--- ARTICLE ---

Programme management challenges. The difficulty in measuring results against planned targets and assessing WHO’s contributions to the same are indications of a number of systemic challenges in planning and monitoring processes within WHO at both corporate and country levels. This weakens WHO’s capacity to demonstrate results and its contribution to health improvements in any given country. Furthermore, it appears that, over the course of the CCS 2012-2016, the WCO was not able to develop its own mechanism to monitor the effects of
WHO Evaluation Office its contribution to the various objectives defined for each priority of the CCS when developing its country workplans.
Question 3: How did WHO achieve the results?
Key contributions of core functions. Technical support stands out as the key core function contributing to the WCO work in support of the RTG and the implementation of the CCS 2012-2016. This core function enabled research activities, facilitated the adaptation of norms, standards and guidelines and provided evidence to inform policy options for decision makers. The other core function which played a major role was WHO’s leadership and convening power, allowing Thailand to avail of international expertise, and contributing Thai health expertise abroad. The WCO contribution to monitoring of health trends seems to have been more limited but, in the future, this core function is expected to play a much bigger role.
Partnerships. With respect to the work of the WCO with partners, the major shift introduced with the CCS 2012-2016 has been critical. Bringing together various actors around key priorities understandably takes time and, despite the mixed results obtained so far, it is considered by all as the way forward, establishing firm foundations for the design of the CCS 2017-2021. The initial collaboration with non-health actors that was introduced in the CCS 2012-2016 has been confirmed in the CCS 2017-2021.
Funding remains a critical means for WHO’s catalytic engagement in the country. It ensures that certain priorities remain high on the agenda. Funding mechanisms will need to follow the strategic shift from small projects to priority areas initiated with the CCS 2012-2016 and confirmed in the CCS 2017-2021, and new approaches through pooled funding mechanisms are being considered.
Staffing. The WCO team composition and skills mix has evolved over time and been strengthened with a doubling of the number of international staff over the CCS 2012-2016 period. It is important to be able to match staff profiles and expertise with the priorities set out in the CCS. Considering the weaknesses in planning and monitoring observed during the CCS 2012-2016 and the expectations from national counterparts in this area, the WCO needs to ensure that it can very quickly mobilize adequate levels of expertise in this area.
Best practices and innovations. This evaluation highlighted a certain number of emerging good practices and innovations framing WHO’s engagement in Thailand. For instance, the approach taken in the
design of the CCS 2012-2016 and the lessons learned strengthened the design of the CCS 2017-2021, highlighting partnerships with national actors beyond the health sector and instituting a transparent and consultative priority setting process for the CCS 2017- 2021. The fact that the RTG has increased its funding to become the main funding source for the CCS 2017- 2021 also represents a major shift in its collaboration with WHO.

--- DATA BLOCK ---

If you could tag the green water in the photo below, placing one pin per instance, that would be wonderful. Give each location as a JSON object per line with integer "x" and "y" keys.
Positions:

---

• _THINGS TO DO_
1 > Retype the passage of the WHO evaluation text from "Partnerships. With respect" up to and including "are being considered.".
2 > In the WHO evaluation text, what happened to the number of international staff on the WCO team over the CCS 2012-2016 period?

• _TASK RESPONSES_
1 >
Partnerships. With respect to the work of the WCO with partners, the major shift introduced with the CCS 2012-2016 has been critical. Bringing together various actors around key priorities understandably takes time and, despite the mixed results obtained so far, it is considered by all as the way forward, establishing firm foundations for the design of the CCS 2017-2021. The initial collaboration with non-health actors that was introduced in the CCS 2012-2016 has been confirmed in the CCS 2017-2021.
Funding remains a critical means for WHO’s catalytic engagement in the country. It ensures that certain priorities remain high on the agenda. Funding mechanisms will need to follow the strategic shift from small projects to priority areas initiated with the CCS 2012-2016 and confirmed in the CCS 2017-2021, and new approaches through pooled funding mechanisms are being considered.

2 > It doubled.